Texto extraído:
· · · · · · ·

Depois que Rashida Jones saiu da Toy Story 4 da Pixar em 2017, ela notou que o estúdio, após 25 anos nos negócios, não havia feito nenhum longa dirigido por uma mulher, considerando isso “uma cultura em que as mulheres e as pessoas de cor não têm uma igual voz criativa”.
Então, quando o cofundador e CEO da Pixar, John Lasseter, pediu demissão, reconhecendo “erros” no seu comportamento com os empregados, ele foi mais do que outra vítima na longa lista de poderosos da indústria cinematográfica derrubados pelo movimento #MeToo. Ele era um símbolo de uma cultura de Hollywood que está morrendo – ou pelo menos sob ataque.
“Essas empresas gigantes precisam de uma transformação”, diz Jones. “Acho que as pessoas estão começando a reconhecer isso. Para mim é uma vitória.”

· · · · · · ·

Material coletado:
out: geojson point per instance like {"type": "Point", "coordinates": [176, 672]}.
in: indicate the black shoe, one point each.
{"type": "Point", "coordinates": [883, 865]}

· · · · · · ·

Instruções:
1/ Responda com base no texto sobre a Pixar:
(a) Em que ano Rashida Jones saiu de Toy Story 4?
(b) Que cargos John Lasseter ocupava na Pixar?
(c) Segundo Jones, de que precisam as empresas gigantes?
2/ Repita fielmente o trecho do texto sobre a Pixar que começa em "Então, quando o" e termina em "menos sob ataque.".

Soluções por tarefa:
1/
(a) Em 2017.
(b) Cofundador e CEO.
(c) De uma transformação.

2/
Então, quando o cofundador e CEO da Pixar, John Lasseter, pediu demissão, reconhecendo “erros” no seu comportamento com os empregados, ele foi mais do que outra vítima na longa lista de poderosos da indústria cinematográfica derrubados pelo movimento #MeToo. Ele era um símbolo de uma cultura de Hollywood que está morrendo – ou pelo menos sob ataque.